Stored items
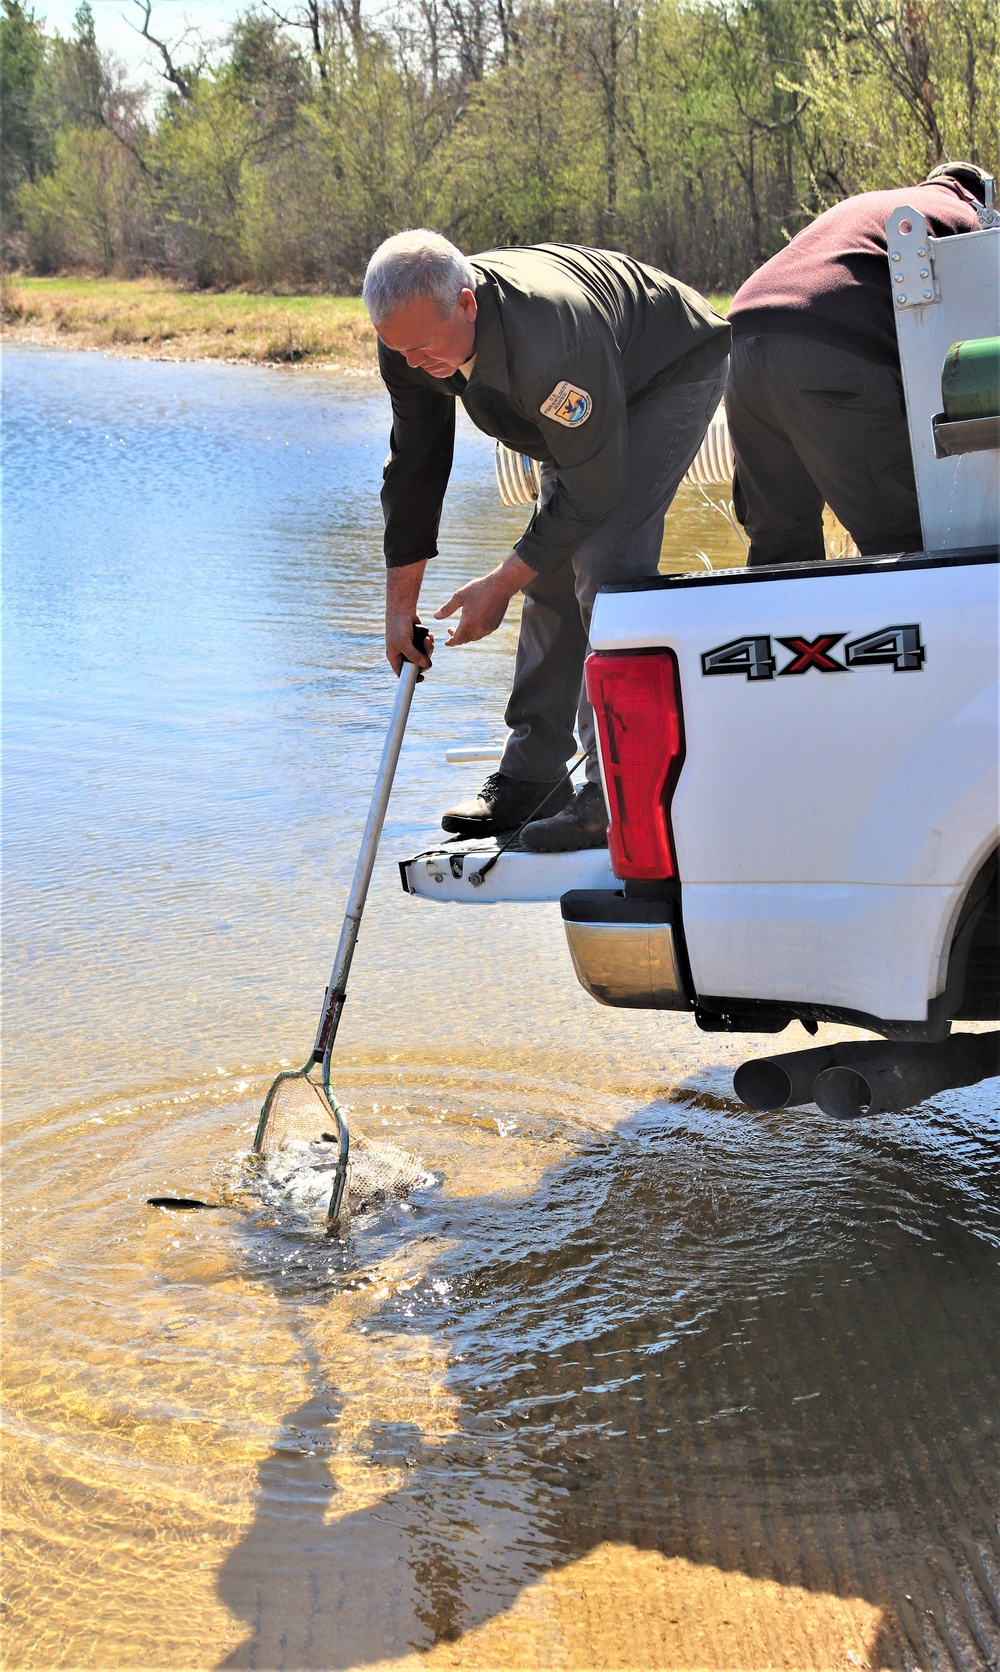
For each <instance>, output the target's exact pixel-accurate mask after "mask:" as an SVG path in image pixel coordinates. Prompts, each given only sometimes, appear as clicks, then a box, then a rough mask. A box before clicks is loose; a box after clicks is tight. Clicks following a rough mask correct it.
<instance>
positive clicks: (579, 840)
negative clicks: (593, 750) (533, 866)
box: [520, 784, 607, 853]
mask: <svg viewBox="0 0 1000 1672" xmlns="http://www.w3.org/2000/svg"><path fill="white" fill-rule="evenodd" d="M520 844H522V848H527V849H528V853H570V851H574V849H577V848H607V808H605V804H604V791H602V788H600V784H584V788H582V789H580V791H577V794H575V796H574V799H572V801H570V803H569V804H567V806H565V808H562V811H560V813H557V814H555V816H554V818H545V819H537V821H535V823H533V824H527V826H525V828H523V831H522V833H520Z"/></svg>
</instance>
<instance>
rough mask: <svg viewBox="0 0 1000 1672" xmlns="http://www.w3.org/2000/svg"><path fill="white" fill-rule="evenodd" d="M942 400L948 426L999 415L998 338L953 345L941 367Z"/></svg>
mask: <svg viewBox="0 0 1000 1672" xmlns="http://www.w3.org/2000/svg"><path fill="white" fill-rule="evenodd" d="M941 401H943V406H945V418H946V421H948V423H958V421H960V420H963V418H995V416H997V415H998V413H1000V336H980V338H972V339H970V341H968V343H952V348H950V349H948V353H946V354H945V364H943V368H941Z"/></svg>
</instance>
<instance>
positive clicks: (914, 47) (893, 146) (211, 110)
mask: <svg viewBox="0 0 1000 1672" xmlns="http://www.w3.org/2000/svg"><path fill="white" fill-rule="evenodd" d="M124 5H125V12H130V13H132V20H134V23H135V27H137V30H139V32H140V33H144V35H145V38H147V42H149V47H151V50H152V52H154V54H156V60H157V65H159V75H157V79H156V80H157V85H152V87H151V85H140V84H137V82H134V80H130V79H129V74H127V72H125V69H124V65H122V64H120V62H119V60H115V57H114V55H112V54H109V52H105V50H102V47H100V42H99V40H97V33H95V25H94V15H92V10H90V7H89V3H87V0H84V3H82V5H80V7H79V10H77V17H75V28H74V32H72V35H70V38H60V35H59V33H48V32H47V30H45V23H43V17H40V15H37V13H35V12H33V10H32V7H30V5H27V3H23V0H0V55H2V64H0V70H2V84H0V97H2V135H0V139H2V181H0V191H2V197H0V212H2V217H3V264H5V268H7V271H10V269H12V268H15V269H20V271H23V273H35V274H45V273H60V271H64V273H65V271H67V269H82V271H89V273H100V274H115V276H120V278H129V276H135V274H157V276H162V278H166V279H171V281H174V283H181V284H189V286H194V288H201V289H207V288H226V286H246V288H253V289H261V291H281V293H296V291H301V293H309V291H316V293H334V294H351V293H355V294H356V291H358V288H360V283H361V276H363V273H365V264H366V261H368V256H370V252H371V249H373V247H375V246H376V244H378V242H380V241H381V239H383V237H385V236H388V234H390V232H395V231H398V229H400V227H405V226H433V227H438V229H440V231H441V232H445V234H446V236H450V237H452V239H455V242H457V244H460V246H462V247H463V249H467V251H477V249H487V247H492V246H498V244H528V242H538V241H543V239H562V241H570V242H589V244H602V246H610V247H620V249H627V251H629V252H630V254H634V256H639V257H644V259H647V261H652V263H656V264H657V266H661V268H666V269H667V271H671V273H674V274H677V276H679V278H682V279H686V281H689V283H691V284H696V286H699V288H702V289H706V291H726V289H729V291H731V289H732V288H734V286H737V284H739V283H741V279H742V278H746V274H747V273H751V271H753V268H756V266H759V263H761V261H764V259H766V257H768V256H769V254H773V252H774V251H776V249H778V247H781V244H783V242H784V241H786V239H788V237H791V236H793V234H794V232H796V231H798V229H799V227H801V226H803V224H806V221H809V219H811V217H813V216H816V214H818V212H819V211H821V209H824V207H826V206H829V204H831V202H836V201H838V199H841V197H844V196H848V194H851V192H858V191H866V189H873V187H880V186H896V184H908V182H911V181H918V179H921V177H923V176H925V174H926V171H928V169H930V167H931V166H933V164H935V162H938V161H941V159H945V157H967V159H970V161H973V162H980V164H983V166H985V167H988V169H992V167H995V164H997V157H998V154H1000V8H998V7H997V0H525V3H517V0H401V3H400V5H395V7H390V8H385V10H375V8H373V7H370V5H368V3H363V0H333V3H324V0H281V3H273V5H269V3H256V5H251V7H249V8H247V10H246V12H244V13H242V15H241V18H239V20H237V23H236V27H234V28H232V30H231V33H229V37H227V38H226V40H224V42H216V43H211V42H206V40H202V38H199V35H197V33H192V32H186V33H184V35H182V37H179V38H177V37H171V35H169V33H167V32H166V27H164V18H161V17H157V0H124ZM161 10H164V15H166V8H161Z"/></svg>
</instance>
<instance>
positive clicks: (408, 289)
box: [361, 227, 475, 331]
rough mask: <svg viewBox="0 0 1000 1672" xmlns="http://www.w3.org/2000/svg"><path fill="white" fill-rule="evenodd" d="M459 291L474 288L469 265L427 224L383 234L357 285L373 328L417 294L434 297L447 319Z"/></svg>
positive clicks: (431, 297)
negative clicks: (386, 236)
mask: <svg viewBox="0 0 1000 1672" xmlns="http://www.w3.org/2000/svg"><path fill="white" fill-rule="evenodd" d="M460 291H475V273H473V271H472V266H470V264H468V261H467V259H465V256H463V254H462V251H460V249H457V247H455V244H450V242H448V239H446V237H441V234H440V232H428V231H426V227H416V229H415V231H410V232H396V234H395V236H393V237H386V241H385V244H380V246H378V249H376V251H375V254H373V257H371V261H370V263H368V271H366V274H365V284H363V286H361V296H363V298H365V306H366V308H368V313H370V316H371V323H373V326H375V329H376V331H378V328H380V324H385V321H386V319H388V318H390V314H393V313H395V311H396V309H398V308H405V306H406V304H408V303H413V301H418V299H428V301H433V304H435V308H436V309H438V313H440V314H441V318H443V319H446V318H448V316H450V314H452V313H453V311H455V304H457V301H458V294H460Z"/></svg>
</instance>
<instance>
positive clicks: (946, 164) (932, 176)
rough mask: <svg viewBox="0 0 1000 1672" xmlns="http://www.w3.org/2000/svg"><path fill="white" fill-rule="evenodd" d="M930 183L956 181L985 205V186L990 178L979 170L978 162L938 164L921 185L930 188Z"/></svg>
mask: <svg viewBox="0 0 1000 1672" xmlns="http://www.w3.org/2000/svg"><path fill="white" fill-rule="evenodd" d="M931 181H958V184H960V186H965V191H967V192H972V196H973V197H975V199H978V202H982V204H985V202H987V184H988V182H992V176H990V174H987V171H985V169H980V166H978V162H938V166H936V169H931V171H930V174H928V177H926V181H925V182H923V184H925V186H930V182H931Z"/></svg>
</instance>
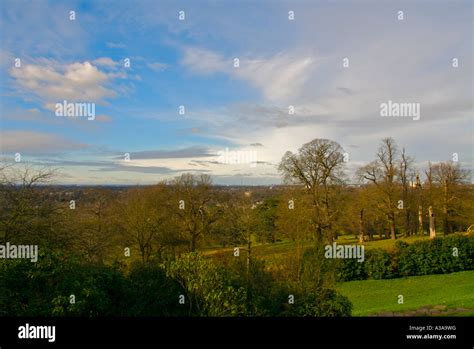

## What the exercise asks
Pull out every line of the material above that contains the word "positive", treating uppercase and lowercase as different.

## Answer space
positive clicks: (579, 840)
positive clicks: (914, 47) (893, 146) (211, 110)
positive clicks: (408, 289)
positive clicks: (431, 297)
positive clicks: (946, 164) (932, 176)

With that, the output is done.